◆ What needs to be done
Set down exactly the lines from the one containing "green grass lawn" through the last line of the records below, both included, and nothing else.

### Material shown ###

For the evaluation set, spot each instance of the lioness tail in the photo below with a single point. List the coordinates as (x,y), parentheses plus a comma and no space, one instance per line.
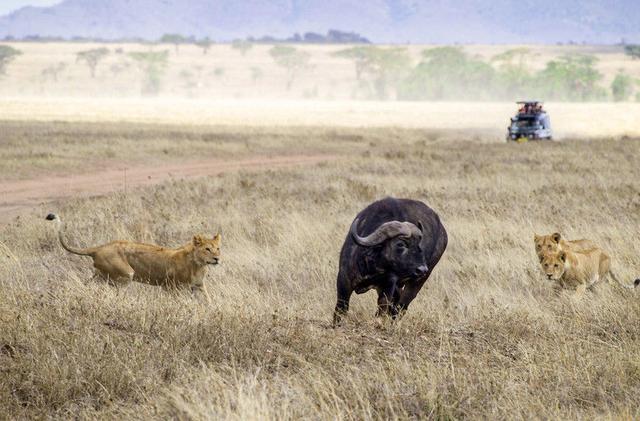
(80,252)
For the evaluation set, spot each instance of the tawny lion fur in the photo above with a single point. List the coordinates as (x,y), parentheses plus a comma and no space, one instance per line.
(120,262)
(553,243)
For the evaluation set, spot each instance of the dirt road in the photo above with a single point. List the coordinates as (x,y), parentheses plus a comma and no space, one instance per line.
(22,195)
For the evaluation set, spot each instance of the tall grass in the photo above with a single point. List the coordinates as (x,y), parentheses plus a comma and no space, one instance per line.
(486,337)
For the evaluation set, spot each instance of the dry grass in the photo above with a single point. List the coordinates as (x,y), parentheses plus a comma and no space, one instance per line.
(486,338)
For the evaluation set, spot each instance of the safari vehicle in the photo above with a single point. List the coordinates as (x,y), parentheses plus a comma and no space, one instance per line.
(530,123)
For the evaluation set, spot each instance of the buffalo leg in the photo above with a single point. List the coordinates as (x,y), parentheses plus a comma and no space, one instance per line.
(409,292)
(386,301)
(342,305)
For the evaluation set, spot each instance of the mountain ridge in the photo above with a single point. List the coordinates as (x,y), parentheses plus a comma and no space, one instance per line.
(382,21)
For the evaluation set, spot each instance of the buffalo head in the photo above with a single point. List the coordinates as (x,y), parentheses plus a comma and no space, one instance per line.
(398,245)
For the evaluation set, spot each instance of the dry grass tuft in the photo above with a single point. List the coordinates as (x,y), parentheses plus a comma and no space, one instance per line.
(486,338)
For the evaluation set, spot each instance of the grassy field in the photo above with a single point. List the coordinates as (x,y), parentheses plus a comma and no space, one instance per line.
(227,73)
(486,337)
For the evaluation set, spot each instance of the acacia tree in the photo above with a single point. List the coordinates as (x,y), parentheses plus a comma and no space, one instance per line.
(53,71)
(241,45)
(383,67)
(293,60)
(7,54)
(515,79)
(92,58)
(360,55)
(153,64)
(571,77)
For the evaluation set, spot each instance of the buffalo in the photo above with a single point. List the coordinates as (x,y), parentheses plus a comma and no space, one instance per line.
(392,247)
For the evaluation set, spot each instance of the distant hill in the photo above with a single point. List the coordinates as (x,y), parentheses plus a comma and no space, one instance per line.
(393,21)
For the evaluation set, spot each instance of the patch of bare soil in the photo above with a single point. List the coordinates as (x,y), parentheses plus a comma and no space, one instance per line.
(18,196)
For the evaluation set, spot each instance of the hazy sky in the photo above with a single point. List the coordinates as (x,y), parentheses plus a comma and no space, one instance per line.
(7,6)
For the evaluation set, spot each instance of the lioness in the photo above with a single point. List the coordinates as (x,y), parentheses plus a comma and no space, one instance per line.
(579,270)
(121,262)
(552,243)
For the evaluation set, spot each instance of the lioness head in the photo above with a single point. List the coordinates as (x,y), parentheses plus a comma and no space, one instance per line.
(546,243)
(553,264)
(206,251)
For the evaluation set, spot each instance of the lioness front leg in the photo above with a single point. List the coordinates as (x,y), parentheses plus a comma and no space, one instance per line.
(201,290)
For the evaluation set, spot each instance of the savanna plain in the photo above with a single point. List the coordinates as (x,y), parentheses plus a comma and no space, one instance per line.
(485,338)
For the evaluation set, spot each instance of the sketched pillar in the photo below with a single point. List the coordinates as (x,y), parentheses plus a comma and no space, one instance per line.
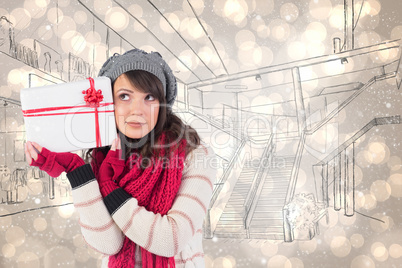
(321,183)
(300,111)
(337,182)
(349,24)
(349,181)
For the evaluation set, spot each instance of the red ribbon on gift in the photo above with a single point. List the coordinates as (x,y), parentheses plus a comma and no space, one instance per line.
(92,99)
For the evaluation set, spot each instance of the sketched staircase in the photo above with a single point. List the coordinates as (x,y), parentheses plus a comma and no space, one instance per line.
(266,219)
(231,222)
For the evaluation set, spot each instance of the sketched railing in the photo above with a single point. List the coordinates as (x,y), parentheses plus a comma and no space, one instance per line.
(340,166)
(252,195)
(352,97)
(208,233)
(288,237)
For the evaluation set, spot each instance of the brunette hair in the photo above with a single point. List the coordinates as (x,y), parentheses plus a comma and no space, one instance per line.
(167,122)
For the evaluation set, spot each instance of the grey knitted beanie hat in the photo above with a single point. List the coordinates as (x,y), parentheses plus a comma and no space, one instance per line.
(137,59)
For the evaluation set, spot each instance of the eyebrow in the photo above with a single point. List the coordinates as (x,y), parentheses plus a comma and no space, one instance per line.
(124,89)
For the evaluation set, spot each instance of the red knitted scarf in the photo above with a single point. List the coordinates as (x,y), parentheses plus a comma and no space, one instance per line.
(155,187)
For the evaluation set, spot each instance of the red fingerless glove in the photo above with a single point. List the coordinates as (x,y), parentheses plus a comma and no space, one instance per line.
(56,163)
(110,172)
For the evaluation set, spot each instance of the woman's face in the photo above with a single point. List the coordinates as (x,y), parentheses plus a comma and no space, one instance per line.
(136,112)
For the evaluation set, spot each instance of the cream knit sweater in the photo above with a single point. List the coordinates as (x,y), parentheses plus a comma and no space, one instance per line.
(105,222)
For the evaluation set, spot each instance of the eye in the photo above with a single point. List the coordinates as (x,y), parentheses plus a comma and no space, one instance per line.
(123,96)
(150,97)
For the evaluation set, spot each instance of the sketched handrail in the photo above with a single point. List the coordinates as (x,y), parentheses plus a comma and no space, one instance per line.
(226,173)
(287,232)
(348,100)
(266,156)
(295,169)
(375,122)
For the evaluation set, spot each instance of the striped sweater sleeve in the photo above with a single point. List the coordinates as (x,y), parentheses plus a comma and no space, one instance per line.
(99,230)
(169,234)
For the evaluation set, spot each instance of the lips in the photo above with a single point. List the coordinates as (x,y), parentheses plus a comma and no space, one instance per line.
(135,124)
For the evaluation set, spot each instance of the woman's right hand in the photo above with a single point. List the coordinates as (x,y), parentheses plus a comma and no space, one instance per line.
(111,169)
(50,162)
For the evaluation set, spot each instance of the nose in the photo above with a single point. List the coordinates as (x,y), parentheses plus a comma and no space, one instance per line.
(137,107)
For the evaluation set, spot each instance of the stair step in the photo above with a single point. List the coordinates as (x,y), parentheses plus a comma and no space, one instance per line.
(265,222)
(270,229)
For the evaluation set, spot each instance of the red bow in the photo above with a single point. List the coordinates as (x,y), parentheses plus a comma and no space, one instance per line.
(93,97)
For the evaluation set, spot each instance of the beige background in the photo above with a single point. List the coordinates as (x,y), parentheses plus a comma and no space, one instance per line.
(217,67)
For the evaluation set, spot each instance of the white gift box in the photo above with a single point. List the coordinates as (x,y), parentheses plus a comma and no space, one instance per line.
(59,117)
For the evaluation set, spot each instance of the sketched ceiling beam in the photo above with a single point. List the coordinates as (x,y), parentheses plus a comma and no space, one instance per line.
(93,14)
(393,44)
(182,38)
(12,101)
(150,32)
(209,37)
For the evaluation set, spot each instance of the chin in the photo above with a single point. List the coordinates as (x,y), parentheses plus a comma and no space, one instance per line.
(135,134)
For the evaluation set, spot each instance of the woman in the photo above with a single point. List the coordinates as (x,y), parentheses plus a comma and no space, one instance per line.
(142,200)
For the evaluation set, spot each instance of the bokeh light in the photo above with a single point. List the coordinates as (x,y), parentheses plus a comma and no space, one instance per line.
(395,181)
(8,250)
(40,224)
(28,259)
(357,240)
(21,18)
(289,12)
(362,261)
(320,9)
(117,18)
(340,246)
(15,235)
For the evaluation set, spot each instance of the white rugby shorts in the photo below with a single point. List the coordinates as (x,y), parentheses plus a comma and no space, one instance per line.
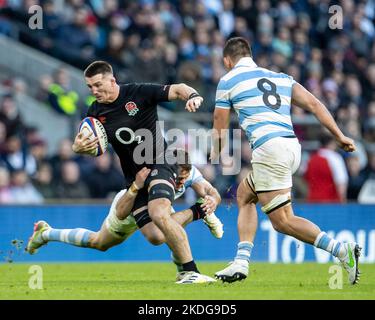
(274,163)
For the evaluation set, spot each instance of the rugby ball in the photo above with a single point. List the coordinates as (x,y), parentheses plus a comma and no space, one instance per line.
(92,125)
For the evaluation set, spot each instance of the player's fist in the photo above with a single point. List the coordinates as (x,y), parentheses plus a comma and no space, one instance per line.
(85,143)
(346,144)
(193,104)
(141,177)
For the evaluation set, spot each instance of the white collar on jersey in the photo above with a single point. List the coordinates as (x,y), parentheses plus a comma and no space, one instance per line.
(246,62)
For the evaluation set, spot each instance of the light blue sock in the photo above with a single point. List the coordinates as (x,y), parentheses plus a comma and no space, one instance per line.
(78,237)
(326,243)
(244,249)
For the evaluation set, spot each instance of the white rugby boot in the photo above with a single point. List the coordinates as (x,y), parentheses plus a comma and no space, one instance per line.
(191,277)
(237,270)
(36,240)
(350,261)
(214,224)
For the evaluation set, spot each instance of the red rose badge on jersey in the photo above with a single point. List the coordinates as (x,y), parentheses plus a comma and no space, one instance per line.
(131,108)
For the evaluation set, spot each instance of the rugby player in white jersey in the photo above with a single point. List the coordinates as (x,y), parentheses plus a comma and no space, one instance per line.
(120,223)
(262,100)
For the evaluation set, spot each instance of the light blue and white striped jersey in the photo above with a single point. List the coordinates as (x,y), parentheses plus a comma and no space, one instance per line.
(195,176)
(261,99)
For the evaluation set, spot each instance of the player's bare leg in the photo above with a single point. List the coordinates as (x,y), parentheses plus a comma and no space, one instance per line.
(103,240)
(247,223)
(283,220)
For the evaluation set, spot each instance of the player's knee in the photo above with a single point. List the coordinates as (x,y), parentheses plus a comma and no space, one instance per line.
(155,240)
(245,194)
(280,221)
(159,210)
(96,243)
(102,247)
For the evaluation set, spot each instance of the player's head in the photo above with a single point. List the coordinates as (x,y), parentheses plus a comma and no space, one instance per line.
(184,166)
(99,78)
(235,49)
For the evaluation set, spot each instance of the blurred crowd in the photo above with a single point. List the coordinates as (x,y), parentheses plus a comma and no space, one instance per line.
(170,41)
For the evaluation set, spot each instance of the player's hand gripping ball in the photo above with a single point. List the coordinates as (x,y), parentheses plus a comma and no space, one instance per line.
(91,129)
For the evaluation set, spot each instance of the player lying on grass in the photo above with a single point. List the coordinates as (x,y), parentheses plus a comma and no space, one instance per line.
(120,223)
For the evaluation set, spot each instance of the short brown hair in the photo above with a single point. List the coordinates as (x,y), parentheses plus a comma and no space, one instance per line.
(237,47)
(98,67)
(182,159)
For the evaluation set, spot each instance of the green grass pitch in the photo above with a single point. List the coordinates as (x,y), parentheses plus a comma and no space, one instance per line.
(136,281)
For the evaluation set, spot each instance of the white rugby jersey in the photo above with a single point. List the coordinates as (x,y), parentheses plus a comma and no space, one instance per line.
(194,177)
(261,99)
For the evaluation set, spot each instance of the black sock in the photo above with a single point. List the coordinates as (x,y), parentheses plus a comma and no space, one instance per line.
(198,212)
(190,266)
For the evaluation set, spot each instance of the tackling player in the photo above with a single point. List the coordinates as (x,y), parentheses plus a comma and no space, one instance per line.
(262,100)
(120,224)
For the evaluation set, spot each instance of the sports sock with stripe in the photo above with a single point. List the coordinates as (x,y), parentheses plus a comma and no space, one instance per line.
(326,243)
(78,237)
(244,249)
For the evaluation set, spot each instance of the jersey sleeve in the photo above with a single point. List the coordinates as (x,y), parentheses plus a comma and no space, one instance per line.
(222,96)
(91,111)
(154,92)
(194,177)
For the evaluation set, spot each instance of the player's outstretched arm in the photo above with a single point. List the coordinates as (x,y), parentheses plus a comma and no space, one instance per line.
(85,144)
(183,92)
(305,100)
(126,202)
(211,196)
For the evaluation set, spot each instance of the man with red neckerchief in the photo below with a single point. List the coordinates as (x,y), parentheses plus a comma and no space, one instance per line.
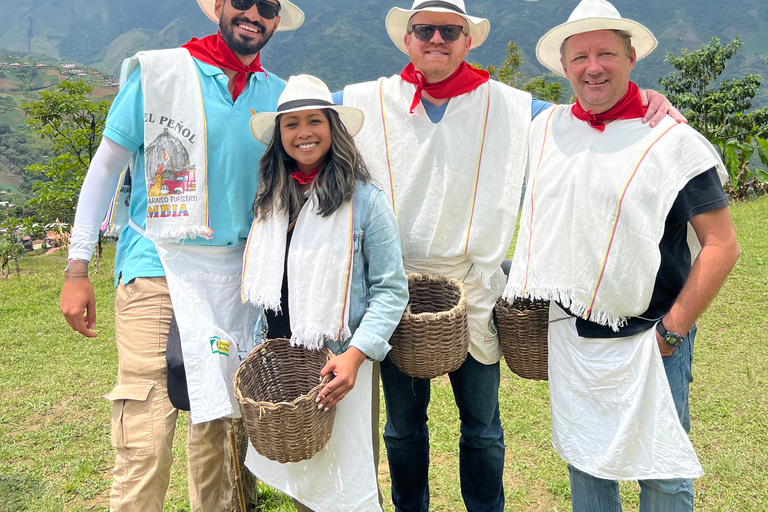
(183,116)
(604,235)
(449,148)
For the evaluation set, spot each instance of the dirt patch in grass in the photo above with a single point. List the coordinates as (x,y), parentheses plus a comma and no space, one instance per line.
(8,85)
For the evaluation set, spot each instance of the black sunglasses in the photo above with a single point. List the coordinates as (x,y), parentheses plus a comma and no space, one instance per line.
(267,10)
(449,33)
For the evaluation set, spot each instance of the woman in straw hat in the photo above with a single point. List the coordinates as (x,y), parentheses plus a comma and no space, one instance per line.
(324,264)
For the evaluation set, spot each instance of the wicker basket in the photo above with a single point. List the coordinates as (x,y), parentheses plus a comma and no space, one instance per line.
(523,336)
(276,387)
(433,336)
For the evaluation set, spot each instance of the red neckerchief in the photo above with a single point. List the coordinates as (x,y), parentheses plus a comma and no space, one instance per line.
(213,50)
(306,179)
(465,79)
(630,107)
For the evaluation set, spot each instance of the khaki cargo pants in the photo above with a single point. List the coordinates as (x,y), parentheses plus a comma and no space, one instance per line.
(143,419)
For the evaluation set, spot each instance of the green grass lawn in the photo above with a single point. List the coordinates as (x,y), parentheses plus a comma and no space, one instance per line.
(55,449)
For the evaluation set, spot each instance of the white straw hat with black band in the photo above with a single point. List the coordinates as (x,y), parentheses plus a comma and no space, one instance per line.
(591,15)
(291,17)
(304,92)
(398,19)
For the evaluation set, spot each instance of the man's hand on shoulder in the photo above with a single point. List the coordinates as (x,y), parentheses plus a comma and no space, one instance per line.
(658,107)
(78,302)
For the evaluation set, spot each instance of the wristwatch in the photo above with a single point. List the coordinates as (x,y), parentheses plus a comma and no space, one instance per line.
(672,339)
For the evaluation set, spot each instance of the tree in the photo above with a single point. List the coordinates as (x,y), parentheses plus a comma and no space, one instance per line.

###

◆ Output below
For the evaluation set, spot each instance of the green grass lawn in the photo above with a single point. List the coordinates as (x,y), parentheses plus a comma and no space, one instance per line.
(55,449)
For the evaluation set, spot each instance of the white straw hat with black band in the photo above with a single point. List the coordinates as (x,y), parentheses plus a comma and no space, one instance per line.
(591,15)
(291,17)
(304,92)
(398,19)
For the evaluation set, spot each instance of the man's hand on shoulder in the photo above with a single point. List the coordinates as (x,y), parentheses plus a comma and no space, one instance per line.
(658,107)
(78,302)
For the evaluation set, spot each instance of the wristwatch in the photo above with a single point. List the coordinates as (x,y), parentheses plus a comma and no space, one instance per line.
(672,339)
For the evaluation set, spot each instance of the tree in the photo above with a single point. List the coordinates as (x,y), parentheses plus a comma and no space, one instance per line.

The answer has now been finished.